▸ **Source extract**:
But all enrichment systems can be altered to produce bomb-grade uranium, something that has worried every US president since the 1960s.
Currently, the dominant method to enrich uranium involves centrifuge technology. Iran’s development of centrifuge enrichment has drawn condemnations from the International Atomic Energy Agency, the US, and European nations.
If SILEX is successful, GE-Hitachi could produce low-enriched uranium fuel for power plants at half the cost of centrifuge-based technology, Dr. Eerkens says.
While a boon to the struggling US nuclear fuel enrichment industry, a SILEX success would press other nations to seek laser enrichment, often called LIS, to stay competitive, nonproliferation experts say.
“Once you’ve solved the problem, everyone knows it can be done,” says Charles D. Ferguson, a senior fellow at the Council on Foreign Relations, who has studied SILEX. “France and Russia will pay particular attention because they are competing with the US in fuel services.”
But industry experts dismiss the idea that other countries will ramp up research if the “test loop” sees success.
“Just because it’s been done doesn’t mean another country can do it if they have a few extra dollars,” says Julian Steyn, president of Energy Resources International, Washington-based nuclear-fuel consultants. “I don’t think it’s a major proliferation-prone technology in the right hands.”
“Once LIS is known to work on the pilot-plant scale, research and development can be expected to intensify in several technically advanced countries,” a 1977 report on nuclear proliferation by the US Office of Technology Assessment found. “Some of these countries would probably develop LIS 5 to 10 years after a US demonstration.”
SILEX’s development has been long and tortuous. From the 1970s to the 1990s, the US spent about $2 billion trying but failing to develop an LIS system, Mr. Ferguson says. In 1999, however, President Clinton signed an agreement with the Australian government to bring SILEX technology developed there to the US. In 2001, the US Department of Energy declared certain SILEX information to be “restricted data.”
Then, in October 2006, GE Energy’s nuclear business announced it had reached a deal with Silex Systems to develop the technology.

▸ **Tasks and exercises**:
a) Reproduce the lines of the passage on laser enrichment from "While a boon" to "nonproliferation experts say.".
b) According to the passage on laser enrichment, about how much did the US spend from the 1970s to the 1990s trying to develop an LIS system?
c) Carry the passage on laser enrichment forward from its final sentence.

▸ **Information supplied**:
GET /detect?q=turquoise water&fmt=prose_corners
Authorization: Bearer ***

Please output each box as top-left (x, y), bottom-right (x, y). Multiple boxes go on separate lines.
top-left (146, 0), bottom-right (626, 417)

▸ **Outputs for the tasks**:
a)
While a boon to the struggling US nuclear fuel enrichment industry, a SILEX success would press other nations to seek laser enrichment, often called LIS, to stay competitive, nonproliferation experts say.

b) About $2 billion.

c)
“Government authorizations” were obtained when GE-Hitachi licensed the technology in 2006, the company said. This week it reiterated that SILEX, which it has dubbed Global Laser Enrichment, has federal clearance and oversight.
“Global Laser Enrichment (GLE) has obtained the required security clearance from the NRC, which dictates a security program to safeguard information,” the company said in an e-mailed statement.
As SILEX moves into its testing phase, the Nuclear Regulatory Commission is confident its procedures will keep vital data safe. Marvin Miller is less certain of that. A retired MIT researcher, he prepared classified government studies in the 1980s about the proliferation threat posed by the same type of laser-enrichment process now coming to fruition as SILEX.
“Laser isotope separation has not been a proliferation threat because it hasn’t worked before,” he says. “Now, if you can get SILEX to work, it would indeed be a proliferation concern.”
Eerkens, who has pursued similar laser-enrichment technology, is concerned about SILEX or other laser technology as a proliferation threat.
It would, he says, obviously be “easier to hide 20 or 30 lasers than 10,000 centrifuges.” One thing he is certain about: In coming months, every scrap of information about SILEX will get plenty of scrutiny from outside US borders. If GE-Hitachi moves ahead with a commercial-scale SILEX plant as the company says it wants to do next year, it will be a sure sign the test was a success.
“The Russians, the French, the enrichment companies – they’re all watching to see if SILEX is working,” Eerkens says.